◆ **EXTRACT PROVIDED**
»»

Categorical Predictors
We’ll begin by looking at several examples of models with categorical predictors. Traditionally, these are all different types of “ANOVA” (ANalysis Of VAriance), but research methods teaching at Sussex teaches all of these models in the framework of the general linear model.
Comparing Several Means
Our first model will be linear model with a categorical predictor with more than two categories - traditionally a “one-way independent ANOVA”. For our practice today, we’ll look at the differences in the STARS Asking for Help subscore by gender.
This section is derived from discovr_11, which also has more explanations and advanced techniques.
Plot
Let’s start by visualising our variables. The discovr tutorial also includes code for a table of means and CIs, which we won’t cover here.
Fit the Model
As mentioned above, this model is taught as a linear model with a categorical predictor. That’s literal: we’re going to use the lm() function to fit the model. It was a bit ago, but we covered the linear model and lm() function in more depth back in Tutorial 04.
Unfortunately, we’ll need to make a quick change to our data beforehand.
Next up, we need to fit the model. There’s absolutely no difference between this and what we did previously in Tutorial 04, at all, so let’s use the same technique to fit a linear model with STARS Asking for Help subscale score as the outcome and gender as the predictor, and save this model as stars_lm.
stars_lm <- lm(stars_help_score ~ gender, data = anx_data)Next, again just as we did previously, we can get model fit statistics and an F ratio for the model using broom::glance().
broom::glance(stars_lm)In discovr_11, though, we see that we can use the anova() function as well. We used this previously to compare models, but given only one model, it will instead compare that model to the null model (i.e. the mean of the outcome). The tutorial also provides code to get an omega effect size.
anova(stars_lm) |>
parameters::model_parameters(effectsize_type = "omega")Finally, we can get a look at the model parameters using broom::tidy(), and see what R has done about our categorical predictor.
broom::tidy(stars_lm, conf.int = TRUE)To read this output, we need to know a few things about how R deals with categorical predictors by default.

««

◆ **ENTRIES SHOWN**
»»

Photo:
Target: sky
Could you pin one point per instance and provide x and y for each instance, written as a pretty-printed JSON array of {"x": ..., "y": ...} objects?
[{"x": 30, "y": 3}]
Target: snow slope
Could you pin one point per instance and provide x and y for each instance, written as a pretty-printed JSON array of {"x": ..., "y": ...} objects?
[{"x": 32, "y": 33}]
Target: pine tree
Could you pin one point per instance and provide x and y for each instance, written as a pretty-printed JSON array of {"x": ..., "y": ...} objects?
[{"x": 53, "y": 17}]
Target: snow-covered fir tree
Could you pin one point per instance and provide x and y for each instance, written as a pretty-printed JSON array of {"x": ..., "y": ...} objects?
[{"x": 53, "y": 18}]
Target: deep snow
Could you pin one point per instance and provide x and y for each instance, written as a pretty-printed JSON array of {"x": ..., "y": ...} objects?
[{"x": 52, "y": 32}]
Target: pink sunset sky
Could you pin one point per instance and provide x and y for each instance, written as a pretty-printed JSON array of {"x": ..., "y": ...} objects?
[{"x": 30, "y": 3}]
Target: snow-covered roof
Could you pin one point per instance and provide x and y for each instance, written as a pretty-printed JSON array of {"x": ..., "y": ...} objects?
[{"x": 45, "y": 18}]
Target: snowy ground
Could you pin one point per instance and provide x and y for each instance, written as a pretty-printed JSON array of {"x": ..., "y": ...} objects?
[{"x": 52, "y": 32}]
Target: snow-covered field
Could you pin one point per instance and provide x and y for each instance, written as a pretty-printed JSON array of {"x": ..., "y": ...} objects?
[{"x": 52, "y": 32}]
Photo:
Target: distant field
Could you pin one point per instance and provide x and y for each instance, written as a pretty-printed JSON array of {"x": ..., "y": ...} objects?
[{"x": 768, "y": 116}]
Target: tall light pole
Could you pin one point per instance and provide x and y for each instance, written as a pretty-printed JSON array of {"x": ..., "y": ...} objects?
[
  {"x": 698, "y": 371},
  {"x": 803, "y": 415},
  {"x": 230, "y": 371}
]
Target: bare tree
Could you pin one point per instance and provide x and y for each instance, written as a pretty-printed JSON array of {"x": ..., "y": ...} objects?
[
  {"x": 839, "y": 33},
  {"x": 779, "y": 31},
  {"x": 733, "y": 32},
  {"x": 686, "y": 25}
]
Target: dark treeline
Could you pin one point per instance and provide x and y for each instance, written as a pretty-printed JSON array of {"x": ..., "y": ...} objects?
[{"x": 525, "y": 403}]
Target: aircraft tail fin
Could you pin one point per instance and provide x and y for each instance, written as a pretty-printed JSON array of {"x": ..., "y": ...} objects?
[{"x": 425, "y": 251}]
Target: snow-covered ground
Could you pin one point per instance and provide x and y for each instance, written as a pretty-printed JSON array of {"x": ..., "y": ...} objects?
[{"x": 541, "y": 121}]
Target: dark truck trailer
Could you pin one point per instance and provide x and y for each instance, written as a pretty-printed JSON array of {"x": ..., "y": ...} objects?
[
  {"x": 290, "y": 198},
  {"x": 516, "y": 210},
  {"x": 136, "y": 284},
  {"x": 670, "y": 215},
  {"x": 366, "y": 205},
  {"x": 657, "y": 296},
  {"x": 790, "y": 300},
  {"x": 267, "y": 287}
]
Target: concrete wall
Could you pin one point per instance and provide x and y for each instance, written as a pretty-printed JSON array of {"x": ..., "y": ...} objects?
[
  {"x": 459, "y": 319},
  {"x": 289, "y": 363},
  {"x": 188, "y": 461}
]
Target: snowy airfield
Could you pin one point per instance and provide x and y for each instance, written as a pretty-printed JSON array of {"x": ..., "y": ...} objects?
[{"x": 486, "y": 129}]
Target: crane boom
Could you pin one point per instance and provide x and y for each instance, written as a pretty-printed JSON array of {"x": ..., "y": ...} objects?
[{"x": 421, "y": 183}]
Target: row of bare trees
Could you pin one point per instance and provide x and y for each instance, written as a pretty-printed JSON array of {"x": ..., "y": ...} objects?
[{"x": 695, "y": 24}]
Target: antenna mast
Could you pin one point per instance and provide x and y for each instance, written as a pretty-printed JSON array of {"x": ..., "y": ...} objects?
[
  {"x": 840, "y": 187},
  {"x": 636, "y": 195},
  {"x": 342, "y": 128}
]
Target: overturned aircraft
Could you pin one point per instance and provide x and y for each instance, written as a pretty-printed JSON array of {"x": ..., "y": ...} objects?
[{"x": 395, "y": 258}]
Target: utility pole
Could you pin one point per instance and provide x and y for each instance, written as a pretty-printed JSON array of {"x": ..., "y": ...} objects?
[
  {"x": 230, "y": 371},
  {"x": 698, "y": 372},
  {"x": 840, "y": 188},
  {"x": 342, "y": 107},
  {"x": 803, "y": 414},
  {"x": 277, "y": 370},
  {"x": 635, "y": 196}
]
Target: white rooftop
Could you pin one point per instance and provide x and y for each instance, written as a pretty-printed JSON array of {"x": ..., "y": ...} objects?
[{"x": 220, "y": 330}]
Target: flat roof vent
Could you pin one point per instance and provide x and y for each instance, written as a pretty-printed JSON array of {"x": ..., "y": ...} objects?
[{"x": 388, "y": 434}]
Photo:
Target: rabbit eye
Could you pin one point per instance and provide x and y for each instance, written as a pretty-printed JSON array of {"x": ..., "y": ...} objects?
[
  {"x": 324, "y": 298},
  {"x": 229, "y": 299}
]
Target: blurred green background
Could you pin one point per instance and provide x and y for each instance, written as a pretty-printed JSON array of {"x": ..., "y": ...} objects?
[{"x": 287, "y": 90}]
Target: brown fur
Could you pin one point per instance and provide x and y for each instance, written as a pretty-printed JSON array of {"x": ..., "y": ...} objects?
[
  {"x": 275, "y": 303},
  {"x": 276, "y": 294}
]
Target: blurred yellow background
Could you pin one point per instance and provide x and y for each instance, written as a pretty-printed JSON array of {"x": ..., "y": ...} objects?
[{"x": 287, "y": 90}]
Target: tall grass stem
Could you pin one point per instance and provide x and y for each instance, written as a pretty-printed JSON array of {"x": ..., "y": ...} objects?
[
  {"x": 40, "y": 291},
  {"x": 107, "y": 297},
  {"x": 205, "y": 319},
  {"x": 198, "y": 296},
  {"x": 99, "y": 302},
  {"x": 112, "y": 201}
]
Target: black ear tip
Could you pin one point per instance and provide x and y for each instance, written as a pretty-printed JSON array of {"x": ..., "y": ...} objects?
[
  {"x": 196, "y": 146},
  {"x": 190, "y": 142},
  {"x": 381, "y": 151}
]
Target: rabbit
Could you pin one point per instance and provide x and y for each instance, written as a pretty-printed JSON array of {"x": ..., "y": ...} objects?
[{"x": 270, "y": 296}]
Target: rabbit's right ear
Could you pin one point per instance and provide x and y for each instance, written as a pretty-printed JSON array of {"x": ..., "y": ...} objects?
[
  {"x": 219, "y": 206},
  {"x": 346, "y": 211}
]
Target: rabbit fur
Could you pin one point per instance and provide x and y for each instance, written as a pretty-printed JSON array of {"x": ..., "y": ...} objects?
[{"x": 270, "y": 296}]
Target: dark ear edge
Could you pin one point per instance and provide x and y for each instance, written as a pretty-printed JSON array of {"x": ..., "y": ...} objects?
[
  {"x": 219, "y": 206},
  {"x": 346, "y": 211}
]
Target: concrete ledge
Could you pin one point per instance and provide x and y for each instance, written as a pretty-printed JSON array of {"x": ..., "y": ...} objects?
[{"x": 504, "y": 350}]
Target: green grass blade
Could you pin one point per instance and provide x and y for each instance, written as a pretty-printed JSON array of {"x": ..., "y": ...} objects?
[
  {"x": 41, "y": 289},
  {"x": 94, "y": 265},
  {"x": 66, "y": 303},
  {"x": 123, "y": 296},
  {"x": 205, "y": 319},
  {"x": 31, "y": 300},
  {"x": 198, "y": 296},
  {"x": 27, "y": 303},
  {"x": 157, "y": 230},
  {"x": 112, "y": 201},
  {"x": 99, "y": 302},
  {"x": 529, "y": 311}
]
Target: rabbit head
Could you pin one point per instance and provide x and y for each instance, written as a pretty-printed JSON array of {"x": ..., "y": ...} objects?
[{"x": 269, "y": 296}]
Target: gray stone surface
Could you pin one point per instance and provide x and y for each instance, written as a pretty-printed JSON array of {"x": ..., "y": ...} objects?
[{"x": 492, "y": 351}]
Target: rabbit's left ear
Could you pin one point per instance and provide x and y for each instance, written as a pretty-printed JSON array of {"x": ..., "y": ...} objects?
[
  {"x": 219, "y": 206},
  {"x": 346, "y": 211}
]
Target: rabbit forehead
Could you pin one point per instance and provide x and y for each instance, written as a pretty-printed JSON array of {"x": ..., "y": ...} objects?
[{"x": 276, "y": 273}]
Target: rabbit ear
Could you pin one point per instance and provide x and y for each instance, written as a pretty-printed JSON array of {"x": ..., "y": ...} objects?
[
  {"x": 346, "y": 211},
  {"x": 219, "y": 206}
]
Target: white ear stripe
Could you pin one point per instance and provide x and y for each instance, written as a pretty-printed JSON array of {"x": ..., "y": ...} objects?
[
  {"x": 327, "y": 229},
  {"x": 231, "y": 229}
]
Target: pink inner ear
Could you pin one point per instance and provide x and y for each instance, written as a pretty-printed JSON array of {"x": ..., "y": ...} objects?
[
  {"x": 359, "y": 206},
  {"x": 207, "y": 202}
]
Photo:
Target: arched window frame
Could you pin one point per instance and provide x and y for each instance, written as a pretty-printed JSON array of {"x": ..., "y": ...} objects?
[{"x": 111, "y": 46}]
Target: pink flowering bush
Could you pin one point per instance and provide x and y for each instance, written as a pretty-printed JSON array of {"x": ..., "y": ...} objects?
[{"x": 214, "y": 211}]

««

◆ **SHORT TASK 1**
In the categorical predictors tutorial, what does the anova() function compare a model to when it is given only one model?
◆ **SHORT TASK 2**
Extend the categorical predictors tutorial, picking up right after its last sentence.

◆ **EXPECTED OUTPUT 1**
The null model, which is the mean of the outcome.

◆ **EXPECTED OUTPUT 2**
Unless we specify comparisons/contracts, lm() will by default fit a model with the first category as the baseline. What do we mean by the “first”? Here, the first alphabetically. Our categories were female, male, non-binary, and other_pnts, so the first is “female”. (You can see in the plot as well that the categories have been automatically ordered this way.) This means that the intercept represents the mean of the outcome in the baseline group - here, the mean Asking for Help anxiety score in female participants.
The three other three parameter estimates - gendermale, gendernon-binary, and genderother_pnts - each represent the difference in the mean of the outcome between the baseline category and each other category. For example, the b estimate and the rest of the statistics on the gendermale row represent the difference in mean Asking for Help anxiety between female and male participants. The next, gendernon-binary, represents the difference in mean Asking for Help anxiety between female and non-binary participants, and so on.
Contrasts
When they cover this week in second year, UGs are taught to manually write orthogonal contrast weights. We are not going to do that but the whole process is described in the {discovr} tutorial if that’s something you want to do.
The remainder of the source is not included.